■ **Data extract**:
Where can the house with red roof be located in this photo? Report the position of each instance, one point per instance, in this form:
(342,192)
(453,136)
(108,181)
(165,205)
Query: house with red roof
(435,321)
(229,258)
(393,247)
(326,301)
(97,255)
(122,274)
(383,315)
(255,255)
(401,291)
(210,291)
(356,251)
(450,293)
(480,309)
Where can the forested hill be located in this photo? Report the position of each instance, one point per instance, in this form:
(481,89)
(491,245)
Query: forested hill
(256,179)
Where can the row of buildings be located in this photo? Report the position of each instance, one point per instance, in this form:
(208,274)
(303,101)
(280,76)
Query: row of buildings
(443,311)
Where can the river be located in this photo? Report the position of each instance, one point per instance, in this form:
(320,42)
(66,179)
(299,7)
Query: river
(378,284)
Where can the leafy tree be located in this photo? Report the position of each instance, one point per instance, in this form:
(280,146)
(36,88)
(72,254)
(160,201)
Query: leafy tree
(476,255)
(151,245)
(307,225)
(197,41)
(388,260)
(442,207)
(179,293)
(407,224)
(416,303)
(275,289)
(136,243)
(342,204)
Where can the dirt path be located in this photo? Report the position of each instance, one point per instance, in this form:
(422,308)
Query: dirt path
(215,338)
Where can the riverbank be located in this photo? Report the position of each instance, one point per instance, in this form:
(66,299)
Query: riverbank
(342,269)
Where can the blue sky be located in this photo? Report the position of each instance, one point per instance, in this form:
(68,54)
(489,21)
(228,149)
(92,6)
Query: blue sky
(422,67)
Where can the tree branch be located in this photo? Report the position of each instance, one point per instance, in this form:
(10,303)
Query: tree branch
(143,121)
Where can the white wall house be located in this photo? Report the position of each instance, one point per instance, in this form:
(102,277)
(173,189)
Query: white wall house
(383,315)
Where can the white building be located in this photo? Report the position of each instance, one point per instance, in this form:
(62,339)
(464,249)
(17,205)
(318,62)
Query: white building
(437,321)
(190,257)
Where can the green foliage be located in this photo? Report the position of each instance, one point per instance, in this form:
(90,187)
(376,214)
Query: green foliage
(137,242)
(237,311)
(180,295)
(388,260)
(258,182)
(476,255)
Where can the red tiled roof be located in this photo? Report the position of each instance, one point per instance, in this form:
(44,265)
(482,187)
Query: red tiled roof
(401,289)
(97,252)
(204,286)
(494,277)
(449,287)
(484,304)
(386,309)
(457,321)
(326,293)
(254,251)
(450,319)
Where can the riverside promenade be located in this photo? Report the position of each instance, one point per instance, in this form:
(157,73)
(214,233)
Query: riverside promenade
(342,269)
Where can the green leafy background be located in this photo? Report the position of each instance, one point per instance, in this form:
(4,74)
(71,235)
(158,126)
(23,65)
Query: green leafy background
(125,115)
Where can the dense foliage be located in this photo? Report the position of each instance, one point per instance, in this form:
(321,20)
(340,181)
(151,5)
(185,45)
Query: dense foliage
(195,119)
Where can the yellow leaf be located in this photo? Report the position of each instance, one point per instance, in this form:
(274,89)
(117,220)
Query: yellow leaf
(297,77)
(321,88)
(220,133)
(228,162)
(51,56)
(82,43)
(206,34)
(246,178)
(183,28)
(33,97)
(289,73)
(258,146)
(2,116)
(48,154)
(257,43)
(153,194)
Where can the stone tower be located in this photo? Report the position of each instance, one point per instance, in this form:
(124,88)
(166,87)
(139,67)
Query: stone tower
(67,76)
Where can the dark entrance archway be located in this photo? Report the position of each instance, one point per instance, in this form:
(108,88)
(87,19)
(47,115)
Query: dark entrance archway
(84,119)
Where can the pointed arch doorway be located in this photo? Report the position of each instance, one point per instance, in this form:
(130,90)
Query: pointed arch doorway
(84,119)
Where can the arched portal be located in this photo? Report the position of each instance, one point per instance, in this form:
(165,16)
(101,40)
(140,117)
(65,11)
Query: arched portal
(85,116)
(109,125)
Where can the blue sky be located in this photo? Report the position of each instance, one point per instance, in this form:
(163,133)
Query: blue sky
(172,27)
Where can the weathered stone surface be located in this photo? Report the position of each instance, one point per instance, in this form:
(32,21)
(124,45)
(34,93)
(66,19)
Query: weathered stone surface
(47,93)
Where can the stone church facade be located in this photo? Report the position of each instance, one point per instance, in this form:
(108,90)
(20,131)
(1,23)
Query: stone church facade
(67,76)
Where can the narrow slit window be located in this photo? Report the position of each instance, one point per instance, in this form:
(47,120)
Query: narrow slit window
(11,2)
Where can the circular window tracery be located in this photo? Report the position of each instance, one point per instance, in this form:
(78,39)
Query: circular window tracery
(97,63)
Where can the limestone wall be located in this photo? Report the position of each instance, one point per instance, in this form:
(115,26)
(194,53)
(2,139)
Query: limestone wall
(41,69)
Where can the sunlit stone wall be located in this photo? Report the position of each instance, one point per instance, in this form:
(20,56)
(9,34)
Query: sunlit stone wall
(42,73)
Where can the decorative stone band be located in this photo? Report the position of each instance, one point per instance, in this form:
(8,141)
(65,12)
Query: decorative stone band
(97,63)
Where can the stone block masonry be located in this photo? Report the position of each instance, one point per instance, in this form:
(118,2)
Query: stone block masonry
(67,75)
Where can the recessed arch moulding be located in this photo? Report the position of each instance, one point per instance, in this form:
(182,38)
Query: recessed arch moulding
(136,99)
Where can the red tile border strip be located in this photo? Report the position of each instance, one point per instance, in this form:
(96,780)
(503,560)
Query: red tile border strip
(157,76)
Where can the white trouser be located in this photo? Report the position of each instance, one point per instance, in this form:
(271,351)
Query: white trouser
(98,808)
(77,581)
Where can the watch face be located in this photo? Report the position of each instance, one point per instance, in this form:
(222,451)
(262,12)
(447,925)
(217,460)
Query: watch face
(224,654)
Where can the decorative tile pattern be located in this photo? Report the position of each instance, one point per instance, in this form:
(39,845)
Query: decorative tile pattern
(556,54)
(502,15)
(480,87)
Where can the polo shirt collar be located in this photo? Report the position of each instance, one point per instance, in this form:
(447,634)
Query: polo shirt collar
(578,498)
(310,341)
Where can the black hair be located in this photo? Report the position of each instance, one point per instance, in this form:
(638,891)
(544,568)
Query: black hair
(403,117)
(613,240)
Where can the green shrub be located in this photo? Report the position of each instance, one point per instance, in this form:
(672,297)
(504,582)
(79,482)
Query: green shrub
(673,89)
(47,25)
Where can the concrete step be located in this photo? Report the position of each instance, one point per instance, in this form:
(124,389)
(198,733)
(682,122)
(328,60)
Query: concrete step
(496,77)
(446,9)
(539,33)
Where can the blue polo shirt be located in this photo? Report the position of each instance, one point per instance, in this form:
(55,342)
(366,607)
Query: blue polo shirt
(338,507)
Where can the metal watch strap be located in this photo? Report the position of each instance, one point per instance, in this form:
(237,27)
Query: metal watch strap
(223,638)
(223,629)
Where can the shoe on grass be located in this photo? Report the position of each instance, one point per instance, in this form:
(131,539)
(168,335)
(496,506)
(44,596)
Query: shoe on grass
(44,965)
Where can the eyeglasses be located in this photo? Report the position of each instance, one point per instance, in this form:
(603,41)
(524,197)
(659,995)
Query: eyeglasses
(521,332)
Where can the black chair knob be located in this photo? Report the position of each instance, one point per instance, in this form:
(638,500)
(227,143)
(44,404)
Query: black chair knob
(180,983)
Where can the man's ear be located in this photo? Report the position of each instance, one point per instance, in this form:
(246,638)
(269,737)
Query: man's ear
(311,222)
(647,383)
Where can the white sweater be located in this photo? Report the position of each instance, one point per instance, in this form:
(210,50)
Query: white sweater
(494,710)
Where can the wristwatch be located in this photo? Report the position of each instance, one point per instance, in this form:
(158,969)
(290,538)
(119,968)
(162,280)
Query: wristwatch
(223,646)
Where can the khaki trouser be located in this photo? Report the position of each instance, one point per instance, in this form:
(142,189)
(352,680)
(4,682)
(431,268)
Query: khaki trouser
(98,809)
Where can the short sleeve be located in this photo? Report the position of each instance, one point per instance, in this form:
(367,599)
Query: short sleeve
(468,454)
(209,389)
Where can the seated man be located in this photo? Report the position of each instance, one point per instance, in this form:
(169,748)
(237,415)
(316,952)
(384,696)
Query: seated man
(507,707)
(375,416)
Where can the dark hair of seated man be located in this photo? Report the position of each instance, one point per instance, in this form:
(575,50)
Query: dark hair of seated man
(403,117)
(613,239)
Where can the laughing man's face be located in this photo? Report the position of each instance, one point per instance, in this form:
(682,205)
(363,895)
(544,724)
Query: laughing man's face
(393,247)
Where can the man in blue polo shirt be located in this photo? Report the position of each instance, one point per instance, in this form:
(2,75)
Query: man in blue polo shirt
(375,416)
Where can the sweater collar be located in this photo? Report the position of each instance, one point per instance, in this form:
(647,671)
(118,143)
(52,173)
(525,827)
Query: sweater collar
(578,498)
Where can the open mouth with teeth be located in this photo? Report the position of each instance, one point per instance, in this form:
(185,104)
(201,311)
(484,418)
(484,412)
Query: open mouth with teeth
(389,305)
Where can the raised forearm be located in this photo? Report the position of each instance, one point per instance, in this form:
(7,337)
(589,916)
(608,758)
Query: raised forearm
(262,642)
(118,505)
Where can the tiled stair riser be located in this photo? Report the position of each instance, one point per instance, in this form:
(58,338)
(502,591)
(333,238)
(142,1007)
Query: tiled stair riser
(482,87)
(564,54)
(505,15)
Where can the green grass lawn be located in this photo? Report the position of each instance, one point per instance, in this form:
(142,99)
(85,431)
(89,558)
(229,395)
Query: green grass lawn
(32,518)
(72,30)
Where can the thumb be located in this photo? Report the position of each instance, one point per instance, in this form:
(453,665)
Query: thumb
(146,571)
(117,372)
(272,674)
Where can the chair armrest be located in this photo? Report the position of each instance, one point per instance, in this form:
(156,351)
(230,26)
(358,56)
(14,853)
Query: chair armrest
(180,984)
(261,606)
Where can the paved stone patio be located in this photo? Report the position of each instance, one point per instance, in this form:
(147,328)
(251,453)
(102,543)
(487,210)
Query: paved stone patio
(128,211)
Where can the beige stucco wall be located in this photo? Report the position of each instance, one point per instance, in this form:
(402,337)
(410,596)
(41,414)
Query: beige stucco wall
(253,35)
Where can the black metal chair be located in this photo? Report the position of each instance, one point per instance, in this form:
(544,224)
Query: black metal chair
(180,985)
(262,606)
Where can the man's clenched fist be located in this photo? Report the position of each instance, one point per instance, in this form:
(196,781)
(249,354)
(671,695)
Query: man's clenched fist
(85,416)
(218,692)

■ **What you are asked to do**: Output only the lines from the one holding "Where can the thumb" through the last line above, exactly as they appear.

■ **Reply**:
Where can the thumb be located in this photo? Report the position of each instance, one point per instance, in this form:
(453,665)
Query: thumb
(146,571)
(117,372)
(272,674)
Where can the chair armrest be located in this photo? Report the position of each instance, one point per instance, in this form:
(156,351)
(230,26)
(358,56)
(14,853)
Query: chair armrest
(180,984)
(261,606)
Where can the paved stone patio be located in this photo? Report the position of each instance, one point per instance, in this form:
(147,328)
(251,453)
(102,543)
(487,210)
Query: paved stone patio
(128,211)
Where can the beige stucco wall be located in this photo? Report the position of each instance, one point per instance, in this form:
(402,337)
(410,596)
(41,414)
Query: beige stucco wall
(253,35)
Where can the black metal chair be located in this photo? Report the position of each instance, one point per instance, in this form:
(544,224)
Query: black metal chair
(180,985)
(262,606)
Where can the man's clenched fist be located in this photo? Report the position of each instance, one point per instance, in this form:
(196,781)
(249,354)
(671,695)
Query: man's clenched fist
(85,416)
(218,692)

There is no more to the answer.